● **Exercise instructions**: Each of the records below must be reproduced exactly.

● **Extracted records**:
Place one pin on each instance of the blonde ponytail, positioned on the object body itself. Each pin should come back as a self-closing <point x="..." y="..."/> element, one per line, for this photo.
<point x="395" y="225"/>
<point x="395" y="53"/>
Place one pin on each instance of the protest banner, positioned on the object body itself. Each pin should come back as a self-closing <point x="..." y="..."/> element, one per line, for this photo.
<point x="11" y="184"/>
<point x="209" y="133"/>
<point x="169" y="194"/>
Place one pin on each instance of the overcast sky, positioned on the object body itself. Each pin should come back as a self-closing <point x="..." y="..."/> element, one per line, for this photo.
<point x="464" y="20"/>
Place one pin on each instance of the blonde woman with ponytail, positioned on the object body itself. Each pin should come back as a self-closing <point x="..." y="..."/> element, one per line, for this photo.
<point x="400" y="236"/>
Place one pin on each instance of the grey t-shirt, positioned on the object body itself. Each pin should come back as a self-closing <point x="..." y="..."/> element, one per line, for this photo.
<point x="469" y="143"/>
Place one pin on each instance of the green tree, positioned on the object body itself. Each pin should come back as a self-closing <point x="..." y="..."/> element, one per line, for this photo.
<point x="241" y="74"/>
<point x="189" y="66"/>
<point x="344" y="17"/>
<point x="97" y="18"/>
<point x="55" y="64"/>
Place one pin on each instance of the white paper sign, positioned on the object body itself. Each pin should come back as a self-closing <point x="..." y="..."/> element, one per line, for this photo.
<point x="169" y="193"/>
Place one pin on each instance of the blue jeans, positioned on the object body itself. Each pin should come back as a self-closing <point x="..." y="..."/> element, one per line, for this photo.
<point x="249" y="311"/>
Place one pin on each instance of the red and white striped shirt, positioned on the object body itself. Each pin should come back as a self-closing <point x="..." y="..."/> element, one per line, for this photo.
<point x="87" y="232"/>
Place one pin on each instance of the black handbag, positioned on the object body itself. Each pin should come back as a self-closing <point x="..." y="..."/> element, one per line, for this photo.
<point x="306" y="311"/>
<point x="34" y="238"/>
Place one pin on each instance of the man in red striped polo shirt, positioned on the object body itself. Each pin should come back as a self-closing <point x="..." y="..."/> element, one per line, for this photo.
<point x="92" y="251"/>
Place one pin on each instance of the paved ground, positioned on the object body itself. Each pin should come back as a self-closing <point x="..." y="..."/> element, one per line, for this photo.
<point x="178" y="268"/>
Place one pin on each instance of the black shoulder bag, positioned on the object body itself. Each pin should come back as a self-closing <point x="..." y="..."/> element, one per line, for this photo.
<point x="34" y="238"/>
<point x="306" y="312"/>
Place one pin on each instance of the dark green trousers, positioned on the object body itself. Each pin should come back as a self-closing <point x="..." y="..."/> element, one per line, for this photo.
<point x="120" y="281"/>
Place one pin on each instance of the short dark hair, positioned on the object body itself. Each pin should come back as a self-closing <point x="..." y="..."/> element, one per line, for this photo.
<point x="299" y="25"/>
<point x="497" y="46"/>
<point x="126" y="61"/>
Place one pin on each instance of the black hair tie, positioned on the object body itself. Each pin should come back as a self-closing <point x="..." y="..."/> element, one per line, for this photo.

● **Response to this task**:
Place one pin on each instance of the blonde ponytail, positioned on the object body itself. Each pin should come back as a self-closing <point x="..." y="..."/> element, one per line, for this photo.
<point x="395" y="225"/>
<point x="395" y="53"/>
Place one pin on each instance of the protest banner, positioned on the object body itself. Each pin should come back as a self-closing <point x="..." y="..."/> element, one per line, for this photo.
<point x="11" y="184"/>
<point x="209" y="133"/>
<point x="169" y="194"/>
Place one pin on each instance of the overcast sky, positioned on the object body itself. Each pin should come back as a self-closing <point x="..." y="..."/> element, one per line, for this photo.
<point x="464" y="20"/>
Place one pin on each instance of the blonde woman with ponytail, positioned on the object body itself. Each pin should come back as a self-closing <point x="..." y="..."/> element, one per line, for this photo.
<point x="400" y="236"/>
Place one pin on each instance of the grey t-shirt, positioned on the object body itself. Each pin should come back as a self-closing <point x="..." y="..."/> element, one per line, for this photo.
<point x="469" y="143"/>
Place one pin on each instance of the green tree, positioned on the object body itself. Each pin should come back as a self-closing <point x="..." y="..."/> element, one per line, for this photo.
<point x="241" y="74"/>
<point x="189" y="66"/>
<point x="344" y="17"/>
<point x="97" y="18"/>
<point x="55" y="64"/>
Place one pin on each instance of the white paper sign, positioned on the object body itself. Each pin should come back as a self-closing <point x="..." y="..."/> element, one per line, for this photo.
<point x="169" y="193"/>
Place one pin on each instance of the blue jeans, positioned on the object body itself. Each pin should come back as a self-closing <point x="..." y="..."/> element, one per line, for this photo.
<point x="249" y="311"/>
Place one pin on each instance of the red and white striped shirt, positioned on the object body itself. Each pin should come back as a self-closing <point x="..." y="..."/> element, one per line, for this photo.
<point x="87" y="232"/>
Place one pin on each instance of the black handbag, positioned on the object body itself. Each pin should come back as a self-closing <point x="..." y="..."/> element, one per line, for this photo.
<point x="306" y="311"/>
<point x="34" y="238"/>
Place one pin on each instance of the man in red striped polo shirt, positioned on the object body itself. Each pin should come back as a self-closing <point x="..." y="..."/> element, one per line, for this photo.
<point x="92" y="251"/>
Place one pin on each instance of the paved ground, positioned on the object body itself. Each pin should come back as a self-closing <point x="..." y="..."/> element, one per line, for this photo.
<point x="178" y="268"/>
Place one pin on each instance of the black shoulder bag, positioned on the object body itself. Each pin should come back as a self-closing <point x="..." y="..."/> element, one per line, for this photo.
<point x="34" y="238"/>
<point x="306" y="312"/>
Place one pin on each instance of the dark green trousers, positioned on the object body itself. Each pin should come back as a self-closing <point x="..." y="..."/> element, one per line, for this photo.
<point x="120" y="281"/>
Place one pin on each instance of the short dark hair, positioned on the object body itself. Each pin should come back as a self-closing <point x="..." y="..."/> element, one per line, for this photo.
<point x="299" y="25"/>
<point x="497" y="46"/>
<point x="126" y="61"/>
Place one pin on each instance of the black hair tie, positioned on the object body itself. Each pin should come back as a self-closing <point x="..." y="..."/> element, one per line, for this photo.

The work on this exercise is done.